◆ Your instructions
The answer should be the lines from the one with "In the photograph above, where can the racetrack" through the final line of the entries, restated word for word.

*** Begin section ***

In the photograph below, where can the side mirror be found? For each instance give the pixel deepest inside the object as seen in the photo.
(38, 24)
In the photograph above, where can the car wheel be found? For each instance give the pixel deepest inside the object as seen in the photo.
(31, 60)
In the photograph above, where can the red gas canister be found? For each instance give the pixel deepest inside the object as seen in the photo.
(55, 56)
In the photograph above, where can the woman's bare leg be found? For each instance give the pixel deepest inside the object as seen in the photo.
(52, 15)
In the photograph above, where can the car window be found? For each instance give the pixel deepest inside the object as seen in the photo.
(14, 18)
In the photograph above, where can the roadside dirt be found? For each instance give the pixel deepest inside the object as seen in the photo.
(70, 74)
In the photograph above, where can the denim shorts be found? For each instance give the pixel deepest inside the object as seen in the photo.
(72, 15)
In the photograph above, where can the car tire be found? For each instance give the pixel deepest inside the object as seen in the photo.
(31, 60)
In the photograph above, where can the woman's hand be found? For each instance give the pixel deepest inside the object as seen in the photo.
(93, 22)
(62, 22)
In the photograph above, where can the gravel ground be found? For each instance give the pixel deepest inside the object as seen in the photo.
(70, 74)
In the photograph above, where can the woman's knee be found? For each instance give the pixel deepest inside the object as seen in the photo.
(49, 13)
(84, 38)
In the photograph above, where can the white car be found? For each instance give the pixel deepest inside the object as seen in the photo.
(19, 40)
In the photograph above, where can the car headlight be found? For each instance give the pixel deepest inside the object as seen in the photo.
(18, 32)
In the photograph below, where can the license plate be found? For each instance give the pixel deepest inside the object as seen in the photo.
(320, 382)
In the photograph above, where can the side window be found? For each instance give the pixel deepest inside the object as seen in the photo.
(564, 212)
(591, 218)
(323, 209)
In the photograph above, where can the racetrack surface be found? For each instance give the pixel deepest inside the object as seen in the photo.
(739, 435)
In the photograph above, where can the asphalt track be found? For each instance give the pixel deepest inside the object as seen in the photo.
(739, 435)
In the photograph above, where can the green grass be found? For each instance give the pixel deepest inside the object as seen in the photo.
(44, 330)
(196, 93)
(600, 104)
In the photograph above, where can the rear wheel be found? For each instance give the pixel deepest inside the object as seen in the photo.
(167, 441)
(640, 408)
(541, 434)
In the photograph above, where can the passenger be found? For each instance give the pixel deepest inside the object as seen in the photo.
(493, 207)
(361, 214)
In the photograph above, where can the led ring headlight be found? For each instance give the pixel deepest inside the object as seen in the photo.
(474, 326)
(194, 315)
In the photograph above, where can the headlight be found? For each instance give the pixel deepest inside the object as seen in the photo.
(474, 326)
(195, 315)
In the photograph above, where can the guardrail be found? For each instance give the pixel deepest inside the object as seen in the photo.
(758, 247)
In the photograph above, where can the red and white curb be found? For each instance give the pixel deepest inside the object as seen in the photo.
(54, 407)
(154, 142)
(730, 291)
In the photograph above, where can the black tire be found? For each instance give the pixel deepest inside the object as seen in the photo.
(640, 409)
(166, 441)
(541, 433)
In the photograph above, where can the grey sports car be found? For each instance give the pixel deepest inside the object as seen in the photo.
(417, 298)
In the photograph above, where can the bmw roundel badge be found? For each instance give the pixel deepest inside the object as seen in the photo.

*** End section ***

◆ Result of the task
In the photograph above, where can the racetrack surface be found? For each instance give the pixel deepest inside the object as seen in the photo.
(739, 435)
In the photograph above, where can the asphalt track be found? For each instance give the pixel deepest inside the object as seen in the photo.
(739, 435)
In the photograph above, where can the green grass be found? For each instance give the pixel deepest inside the object as seen in the photo.
(44, 330)
(196, 93)
(600, 104)
In the photograph above, where can the rear wheel be found? For each instance give the pixel deepest inside the object as seen in the photo.
(167, 441)
(640, 408)
(541, 434)
In the photograph above, where can the passenger be found? For each instance give the pixel deepest inside the object as seen in the photo.
(493, 207)
(361, 214)
In the photograph above, where can the led ring headlight be found? For each instance give the pixel deepest inside the object as seen in the photo.
(474, 326)
(194, 315)
In the photograph above, where can the headlight be found? For each instance give the pixel deepest inside the object as seen in the photo.
(474, 326)
(195, 315)
In the photograph above, where can the guardrail be found? For each instance give the pixel deepest inside the object as seen in the photo.
(758, 247)
In the photograph above, where can the red and white curb be found? For each instance give the pixel deepest inside the object as seen in the photo.
(54, 407)
(154, 142)
(730, 291)
In the photograph above, where can the black tire be found? For each instance give the pixel deepest inside the object as seen in the photo.
(640, 409)
(166, 441)
(541, 433)
In the photograph above, where can the grey sports car be found? For each instance give the pixel deepest inside the object as seen in the photo.
(417, 298)
In the photograph above, where can the bmw roundel badge be found? For each instance give the pixel deepest inside the object as seen in the photo.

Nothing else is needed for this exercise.